WHAT THE TASK REQUIRES
Copy out the passage of the SAS forum thread below that starts at "I really appreciate" and ends at "trying to read/import.".

TEXT FOR ANALYSIS
01-20-2015 03:18 PM
Hi, I am a beginner of SAS now.
Now I have a data which contains extremely long character variables. Which means the length of these variables are greater than 8. Meanwhile, there are blank and comma within this varable. What's worse, within the same column, there are different format of date.
I wonder how I should do. Actually I have an idea to use macro variables to track length of each variable and then use @ to locate where I should start to read for next variable. However once I have defined the length of several variables, I do not know the order that SAS read them.
I really appreciate your help.
Thank you very much.
01-20-2015 03:34 PM
My advice is not to jump on SAS Macro variables as the solution to your problem. I am not even sure I understand what your input data looks like. While your verbal description is OK, it is not clear. You said that you have "a data which contains extremely long character variables" but that doesn't convey whether you have a SAS data set, a raw ASCII text file of data or some other form of data (RDBMS, Excel, Microsoft Access), that you are trying to read/import.
Usually when you ask as question about reading data, it is useful to post a sample of the data and the code that you have tried to use. You say that you are importing -- how are you doing the import? With code? What code? Proc IMPORT? Data step program, Enterprise Guide task?
It would help everybody help you if you could post some of your data and provide information about where the data is coming from. Also provide an example of the code that you've tried to use. And, let us know the ultimate goal (you want a SAS data set so you can forecast something or you want a SAS dataset so you can run PROC GLM or you want a SAS dataset for a frequency report).
01-21-2015 09:56 AM
Thank you SOOOOOO much for your advice. I am posting the data now.

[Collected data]
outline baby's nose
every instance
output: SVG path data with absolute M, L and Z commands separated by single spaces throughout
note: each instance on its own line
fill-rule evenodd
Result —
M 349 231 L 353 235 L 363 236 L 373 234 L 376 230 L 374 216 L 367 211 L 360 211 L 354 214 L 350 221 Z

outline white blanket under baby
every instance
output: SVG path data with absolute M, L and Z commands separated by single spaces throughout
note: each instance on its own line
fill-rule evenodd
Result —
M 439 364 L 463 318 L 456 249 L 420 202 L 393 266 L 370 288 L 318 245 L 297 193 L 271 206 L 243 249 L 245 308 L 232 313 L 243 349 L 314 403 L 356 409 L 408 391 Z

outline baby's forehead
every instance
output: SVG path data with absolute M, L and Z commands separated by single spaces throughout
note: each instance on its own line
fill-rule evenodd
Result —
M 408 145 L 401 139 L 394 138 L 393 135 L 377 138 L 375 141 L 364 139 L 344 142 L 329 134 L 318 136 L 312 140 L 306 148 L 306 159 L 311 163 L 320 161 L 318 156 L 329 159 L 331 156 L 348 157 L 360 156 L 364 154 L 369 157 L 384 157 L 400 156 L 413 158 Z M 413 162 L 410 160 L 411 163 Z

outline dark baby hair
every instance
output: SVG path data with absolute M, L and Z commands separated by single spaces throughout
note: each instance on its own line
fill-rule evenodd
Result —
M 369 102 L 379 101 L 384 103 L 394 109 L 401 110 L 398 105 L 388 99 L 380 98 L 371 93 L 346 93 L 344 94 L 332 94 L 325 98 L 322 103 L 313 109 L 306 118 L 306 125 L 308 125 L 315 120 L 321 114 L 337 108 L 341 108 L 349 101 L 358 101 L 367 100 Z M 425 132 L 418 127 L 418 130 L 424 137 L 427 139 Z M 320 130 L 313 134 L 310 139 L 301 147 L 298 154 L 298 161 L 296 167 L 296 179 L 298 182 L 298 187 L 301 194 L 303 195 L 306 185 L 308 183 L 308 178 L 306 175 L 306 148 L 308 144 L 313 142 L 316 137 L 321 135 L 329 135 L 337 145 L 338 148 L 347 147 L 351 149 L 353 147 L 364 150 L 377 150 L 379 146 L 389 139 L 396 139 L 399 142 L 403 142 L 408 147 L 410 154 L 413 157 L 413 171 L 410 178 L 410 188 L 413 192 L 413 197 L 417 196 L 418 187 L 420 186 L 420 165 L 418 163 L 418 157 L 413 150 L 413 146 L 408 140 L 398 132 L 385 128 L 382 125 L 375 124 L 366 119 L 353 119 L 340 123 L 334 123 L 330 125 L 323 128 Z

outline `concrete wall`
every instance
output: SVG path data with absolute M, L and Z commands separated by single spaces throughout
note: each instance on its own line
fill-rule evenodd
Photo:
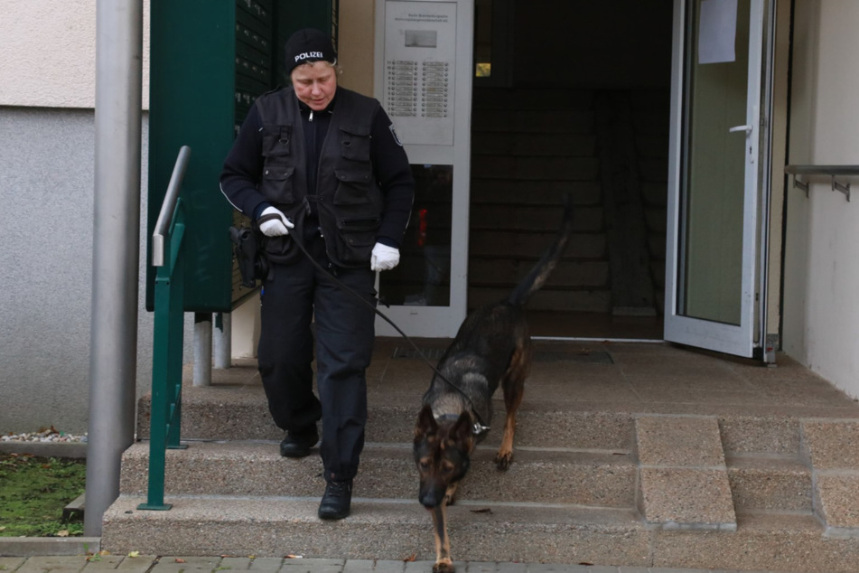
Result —
M 143 98 L 149 108 L 149 0 Z M 84 108 L 96 100 L 96 0 L 0 0 L 0 106 Z
M 148 31 L 145 2 L 145 30 Z M 61 8 L 61 9 L 58 9 Z M 144 96 L 148 108 L 148 33 Z M 96 3 L 0 0 L 0 433 L 87 430 L 94 187 Z M 143 308 L 143 116 L 137 395 L 152 371 Z M 192 316 L 185 355 L 192 357 Z
M 143 121 L 143 141 L 148 140 Z M 86 431 L 89 390 L 93 173 L 91 109 L 0 107 L 0 434 Z M 142 157 L 140 277 L 145 260 Z M 133 232 L 138 230 L 130 230 Z M 139 288 L 136 393 L 152 375 L 152 315 Z M 185 356 L 192 358 L 192 315 Z M 134 383 L 134 380 L 131 380 Z
M 856 164 L 859 3 L 805 0 L 796 9 L 788 161 Z M 833 193 L 828 178 L 813 182 L 808 198 L 787 193 L 784 349 L 859 397 L 859 202 Z
M 371 94 L 373 2 L 341 1 L 341 83 Z M 369 26 L 369 27 L 368 27 Z M 149 0 L 143 98 L 149 108 Z M 0 0 L 0 434 L 87 430 L 92 272 L 95 0 Z M 147 117 L 143 117 L 136 394 L 149 391 L 144 308 Z M 253 356 L 258 302 L 237 313 L 235 356 Z M 185 317 L 185 362 L 193 357 Z

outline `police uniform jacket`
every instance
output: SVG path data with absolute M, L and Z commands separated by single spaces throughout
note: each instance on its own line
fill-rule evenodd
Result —
M 273 205 L 293 221 L 290 235 L 319 227 L 328 258 L 363 267 L 373 246 L 399 248 L 415 181 L 379 102 L 338 87 L 313 111 L 292 88 L 257 98 L 224 163 L 221 191 L 252 219 Z M 300 256 L 290 236 L 264 237 L 275 263 Z

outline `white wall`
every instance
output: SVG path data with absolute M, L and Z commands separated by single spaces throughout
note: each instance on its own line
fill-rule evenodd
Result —
M 148 0 L 144 97 L 148 108 Z M 94 187 L 95 0 L 0 0 L 0 433 L 86 431 Z M 151 383 L 143 307 L 148 121 L 142 118 L 136 394 Z M 130 230 L 136 232 L 136 230 Z M 192 356 L 186 317 L 186 357 Z
M 859 164 L 859 3 L 796 5 L 788 160 Z M 808 198 L 789 191 L 787 211 L 784 350 L 859 397 L 859 196 L 818 177 Z
M 143 101 L 149 108 L 149 0 Z M 0 106 L 92 108 L 96 0 L 0 0 Z

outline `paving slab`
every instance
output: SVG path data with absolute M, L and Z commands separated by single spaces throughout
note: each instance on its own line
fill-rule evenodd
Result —
M 645 521 L 671 529 L 736 529 L 717 418 L 642 416 L 636 428 Z

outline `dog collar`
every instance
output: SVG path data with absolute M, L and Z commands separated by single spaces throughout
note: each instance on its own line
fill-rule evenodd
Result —
M 460 417 L 459 414 L 442 414 L 441 416 L 435 417 L 435 421 L 437 422 L 440 422 L 443 420 L 456 421 L 457 419 L 459 419 L 459 417 Z M 474 417 L 472 416 L 472 418 L 473 419 Z M 489 431 L 490 431 L 490 427 L 483 426 L 480 422 L 474 422 L 474 424 L 472 426 L 472 434 L 473 434 L 476 437 L 482 437 L 486 436 L 487 432 Z

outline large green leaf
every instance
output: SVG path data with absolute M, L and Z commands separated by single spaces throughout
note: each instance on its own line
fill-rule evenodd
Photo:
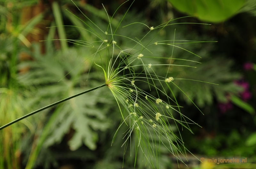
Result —
M 235 14 L 245 0 L 169 0 L 175 8 L 202 20 L 223 21 Z

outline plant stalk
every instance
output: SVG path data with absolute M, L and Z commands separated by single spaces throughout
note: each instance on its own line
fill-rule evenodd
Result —
M 3 126 L 2 126 L 1 127 L 0 127 L 0 130 L 3 129 L 4 128 L 6 128 L 6 127 L 8 127 L 8 126 L 9 126 L 10 125 L 11 125 L 12 124 L 14 124 L 15 123 L 17 123 L 17 122 L 18 122 L 18 121 L 21 120 L 22 119 L 24 119 L 24 118 L 26 118 L 27 117 L 29 117 L 29 116 L 32 116 L 32 115 L 34 115 L 34 114 L 35 114 L 36 113 L 38 113 L 38 112 L 40 112 L 42 110 L 44 110 L 45 109 L 48 109 L 48 108 L 49 108 L 50 107 L 52 107 L 52 106 L 55 106 L 55 105 L 57 105 L 57 104 L 60 104 L 60 103 L 62 103 L 62 102 L 65 102 L 65 101 L 67 101 L 67 100 L 69 100 L 69 99 L 72 99 L 72 98 L 74 98 L 74 97 L 77 97 L 77 96 L 79 96 L 79 95 L 83 95 L 83 94 L 84 94 L 85 93 L 88 93 L 88 92 L 90 92 L 91 91 L 92 91 L 93 90 L 96 90 L 96 89 L 98 89 L 98 88 L 102 88 L 102 87 L 103 87 L 103 86 L 105 86 L 106 85 L 106 84 L 103 84 L 103 85 L 101 85 L 101 86 L 98 86 L 97 87 L 96 87 L 95 88 L 91 88 L 91 89 L 90 89 L 90 90 L 86 90 L 85 91 L 84 91 L 83 92 L 81 92 L 81 93 L 78 93 L 78 94 L 76 94 L 76 95 L 73 95 L 72 96 L 70 96 L 69 97 L 68 97 L 67 98 L 66 98 L 66 99 L 64 99 L 63 100 L 60 100 L 60 101 L 59 101 L 58 102 L 55 102 L 55 103 L 52 103 L 52 104 L 50 104 L 50 105 L 48 105 L 48 106 L 45 106 L 45 107 L 43 107 L 43 108 L 41 108 L 41 109 L 38 109 L 38 110 L 36 110 L 35 111 L 33 111 L 33 112 L 32 112 L 32 113 L 29 113 L 29 114 L 28 114 L 27 115 L 26 115 L 24 116 L 23 116 L 22 117 L 20 117 L 20 118 L 18 118 L 17 119 L 16 119 L 15 120 L 12 121 L 12 122 L 10 122 L 9 123 L 5 124 Z

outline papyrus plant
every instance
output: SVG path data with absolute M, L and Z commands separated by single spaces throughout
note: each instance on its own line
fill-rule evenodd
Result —
M 172 52 L 175 48 L 178 48 L 195 57 L 200 57 L 179 46 L 179 45 L 206 42 L 177 40 L 175 39 L 175 36 L 172 39 L 155 40 L 162 30 L 167 27 L 177 24 L 172 23 L 175 19 L 171 19 L 156 26 L 136 22 L 123 27 L 128 27 L 132 29 L 135 24 L 141 24 L 141 26 L 145 27 L 147 29 L 146 33 L 140 39 L 119 34 L 117 33 L 118 29 L 123 27 L 120 25 L 126 14 L 115 29 L 111 24 L 113 17 L 109 18 L 108 15 L 108 26 L 103 29 L 84 14 L 86 21 L 74 16 L 82 21 L 88 28 L 86 29 L 80 28 L 95 37 L 97 39 L 96 41 L 89 42 L 64 39 L 53 39 L 68 41 L 94 50 L 94 53 L 90 57 L 93 60 L 91 67 L 98 67 L 102 70 L 102 77 L 105 81 L 104 84 L 35 111 L 1 127 L 0 130 L 43 110 L 104 87 L 106 89 L 108 88 L 110 90 L 116 101 L 116 106 L 119 108 L 123 119 L 120 126 L 127 126 L 123 144 L 125 148 L 125 150 L 129 145 L 132 147 L 131 144 L 128 144 L 129 141 L 131 140 L 132 137 L 135 137 L 136 141 L 135 150 L 131 148 L 131 153 L 137 154 L 138 151 L 142 151 L 146 165 L 153 168 L 159 167 L 159 159 L 160 158 L 161 145 L 163 145 L 177 159 L 182 161 L 181 156 L 186 157 L 186 152 L 189 151 L 184 146 L 185 141 L 181 138 L 180 131 L 176 135 L 170 124 L 174 124 L 178 129 L 180 126 L 182 129 L 186 129 L 192 132 L 188 124 L 197 124 L 182 113 L 181 106 L 170 85 L 173 84 L 182 91 L 173 82 L 187 79 L 172 77 L 172 72 L 169 70 L 170 67 L 173 66 L 190 66 L 172 63 L 173 60 L 182 60 L 172 58 L 172 53 L 170 54 L 169 57 L 164 57 L 152 52 L 151 49 L 160 45 L 165 45 L 172 48 Z M 70 15 L 73 14 L 70 13 Z M 175 35 L 175 32 L 174 33 Z M 148 38 L 148 37 L 150 38 Z M 121 43 L 118 40 L 120 37 L 123 40 L 128 42 L 131 46 L 121 47 L 119 45 Z M 165 60 L 165 64 L 159 63 L 159 59 Z M 185 61 L 195 62 L 190 60 Z M 148 63 L 149 61 L 150 62 Z M 191 68 L 195 68 L 190 67 Z M 162 72 L 159 72 L 159 67 L 165 68 L 165 76 L 162 75 Z M 76 67 L 74 68 L 75 69 Z M 113 138 L 113 141 L 114 140 Z M 136 155 L 135 156 L 134 165 Z

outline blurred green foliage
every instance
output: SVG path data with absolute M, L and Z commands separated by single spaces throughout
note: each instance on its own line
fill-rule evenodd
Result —
M 208 10 L 209 9 L 203 7 L 205 6 L 199 5 L 193 6 L 196 8 L 189 8 L 192 6 L 188 6 L 189 4 L 186 2 L 188 1 L 178 4 L 177 1 L 170 0 L 174 7 L 180 11 L 190 15 L 196 13 L 200 19 L 213 22 L 223 21 L 231 17 L 243 6 L 245 2 L 238 1 L 235 3 L 225 1 L 224 2 L 227 4 L 224 3 L 225 5 L 222 8 L 218 7 L 220 5 L 218 3 L 215 5 L 210 4 L 213 1 L 204 1 L 209 3 L 207 6 L 212 7 L 212 9 Z M 142 11 L 139 12 L 135 11 L 135 8 L 131 9 L 121 26 L 135 22 L 154 25 L 162 23 L 159 23 L 159 20 L 168 20 L 172 15 L 175 18 L 184 16 L 168 8 L 168 4 L 158 6 L 158 4 L 162 5 L 165 3 L 161 1 L 158 3 L 157 1 L 151 1 L 151 4 L 146 4 L 148 6 L 145 11 L 151 12 L 151 14 L 145 15 Z M 252 3 L 252 1 L 248 1 L 246 3 Z M 107 18 L 104 10 L 102 8 L 99 10 L 92 5 L 97 6 L 93 4 L 96 2 L 90 1 L 91 4 L 85 4 L 81 2 L 76 1 L 75 3 L 98 26 L 107 27 Z M 196 2 L 202 2 L 200 1 Z M 37 15 L 26 24 L 21 25 L 20 19 L 21 8 L 34 5 L 37 2 L 36 1 L 24 0 L 18 2 L 2 1 L 0 3 L 1 126 L 33 110 L 104 82 L 103 74 L 97 67 L 93 67 L 88 75 L 92 59 L 83 62 L 93 53 L 88 48 L 76 46 L 71 41 L 62 41 L 60 46 L 62 50 L 59 50 L 58 47 L 60 46 L 59 42 L 47 41 L 44 42 L 45 53 L 42 54 L 40 45 L 32 43 L 30 46 L 30 42 L 26 38 L 26 36 L 29 33 L 36 32 L 35 25 L 45 16 L 51 17 L 50 21 L 48 22 L 51 24 L 48 26 L 63 25 L 85 29 L 88 29 L 89 25 L 94 26 L 90 24 L 85 24 L 82 21 L 86 20 L 86 18 L 71 2 L 66 1 L 54 1 L 52 4 L 48 4 L 52 11 L 46 11 L 44 14 Z M 14 3 L 15 5 L 13 5 Z M 154 8 L 149 4 L 155 4 L 155 9 L 157 10 L 154 11 Z M 136 4 L 134 5 L 140 6 Z M 243 11 L 253 14 L 253 6 L 251 4 L 249 6 L 252 8 Z M 127 6 L 124 6 L 123 7 L 125 8 Z M 206 13 L 206 11 L 209 13 Z M 79 18 L 70 12 L 75 14 Z M 122 11 L 118 12 L 111 21 L 114 27 L 118 25 L 124 14 Z M 8 23 L 8 20 L 10 17 L 12 20 Z M 244 18 L 239 19 L 245 20 Z M 177 20 L 176 23 L 194 22 L 194 19 L 183 18 Z M 61 20 L 62 23 L 60 22 Z M 230 26 L 236 27 L 234 26 L 235 24 L 231 24 Z M 217 28 L 216 30 L 221 27 L 220 25 L 214 26 Z M 118 33 L 132 38 L 139 38 L 145 32 L 145 29 L 140 25 L 134 25 L 132 26 L 132 29 L 128 27 L 121 29 Z M 156 37 L 154 40 L 160 41 L 166 37 L 175 40 L 219 41 L 221 39 L 220 36 L 211 35 L 214 31 L 209 28 L 212 27 L 196 26 L 184 24 L 172 26 L 163 30 L 160 32 L 161 36 Z M 60 27 L 62 28 L 60 29 Z M 245 33 L 245 31 L 243 32 Z M 45 35 L 45 39 L 47 40 L 65 39 L 65 36 L 67 36 L 67 38 L 69 39 L 78 38 L 78 39 L 74 40 L 90 41 L 95 40 L 93 37 L 83 29 L 68 26 L 51 28 L 48 33 Z M 145 40 L 153 38 L 153 35 L 148 37 L 147 37 L 148 39 Z M 120 42 L 120 45 L 122 48 L 128 48 L 132 45 L 133 42 L 121 37 L 117 39 Z M 175 78 L 193 79 L 219 85 L 188 80 L 175 81 L 175 84 L 184 93 L 175 85 L 171 86 L 175 95 L 178 96 L 176 97 L 178 98 L 178 102 L 184 107 L 181 108 L 182 112 L 203 126 L 205 130 L 202 131 L 198 127 L 192 126 L 191 128 L 195 135 L 191 135 L 188 131 L 182 132 L 181 135 L 184 140 L 190 140 L 186 143 L 189 150 L 196 154 L 210 156 L 253 157 L 256 151 L 255 134 L 252 132 L 255 129 L 253 114 L 250 114 L 236 107 L 235 110 L 230 110 L 223 115 L 220 113 L 218 107 L 218 103 L 229 101 L 229 99 L 227 96 L 229 94 L 239 97 L 243 88 L 235 85 L 234 81 L 240 79 L 244 74 L 237 68 L 241 66 L 239 65 L 241 61 L 228 56 L 227 52 L 216 51 L 216 48 L 220 48 L 218 44 L 221 43 L 176 45 L 202 58 L 175 48 L 172 54 L 173 59 L 160 58 L 157 61 L 159 64 L 165 64 L 171 62 L 174 64 L 186 65 L 197 68 L 174 66 L 168 70 L 160 67 L 156 68 L 163 77 L 166 76 L 168 71 Z M 234 47 L 231 45 L 231 42 L 225 44 L 227 46 L 226 51 L 229 49 L 234 50 Z M 231 47 L 228 46 L 229 45 Z M 163 58 L 170 58 L 172 55 L 172 51 L 171 47 L 158 44 L 153 47 L 151 51 L 153 54 L 149 53 L 148 55 L 151 54 L 152 56 L 156 54 Z M 21 60 L 19 55 L 21 52 L 28 54 L 31 57 L 30 60 Z M 175 59 L 192 60 L 202 63 L 188 62 Z M 149 59 L 147 61 L 148 63 L 145 64 L 148 64 L 152 61 Z M 28 67 L 29 71 L 25 72 L 21 71 Z M 252 76 L 255 77 L 253 75 Z M 126 130 L 124 126 L 120 129 L 114 142 L 110 146 L 121 117 L 110 92 L 100 89 L 73 99 L 0 131 L 0 152 L 4 155 L 0 157 L 0 167 L 19 168 L 26 166 L 27 169 L 33 167 L 57 168 L 71 164 L 77 168 L 121 168 L 123 166 L 124 168 L 134 168 L 134 154 L 131 155 L 130 151 L 134 147 L 127 147 L 124 155 L 125 149 L 123 147 L 121 147 L 124 142 L 122 133 Z M 253 90 L 255 91 L 255 89 Z M 255 94 L 253 93 L 253 100 L 255 101 Z M 195 101 L 196 104 L 205 115 L 204 116 L 196 108 L 192 106 L 191 100 L 186 95 Z M 170 95 L 172 95 L 171 94 Z M 247 104 L 255 107 L 253 101 Z M 177 130 L 175 132 L 177 132 Z M 133 138 L 131 141 L 133 146 L 135 145 L 135 138 Z M 172 168 L 173 167 L 172 165 L 173 164 L 170 160 L 170 154 L 164 147 L 161 147 L 161 168 Z M 141 151 L 138 153 L 136 168 L 145 168 L 142 153 Z M 124 159 L 123 160 L 124 157 Z M 21 159 L 22 163 L 20 162 Z M 70 168 L 72 168 L 71 167 Z
M 223 21 L 234 15 L 245 0 L 169 0 L 179 11 L 201 20 L 211 22 Z

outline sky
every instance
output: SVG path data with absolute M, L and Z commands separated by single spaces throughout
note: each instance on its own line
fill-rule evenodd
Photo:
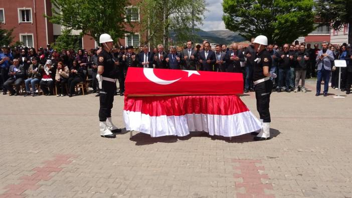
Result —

OUTPUT FOR THIS TASK
I really appreciate your help.
Thank you very much.
01-20-2015 03:34 PM
My advice is not to jump on SAS Macro variables as the solution to your problem. I am not even sure I understand what your input data looks like. While your verbal description is OK, it is not clear. You said that you have "a data which contains extremely long character variables" but that doesn't convey whether you have a SAS data set, a raw ASCII text file of data or some other form of data (RDBMS, Excel, Microsoft Access), that you are trying to read/import.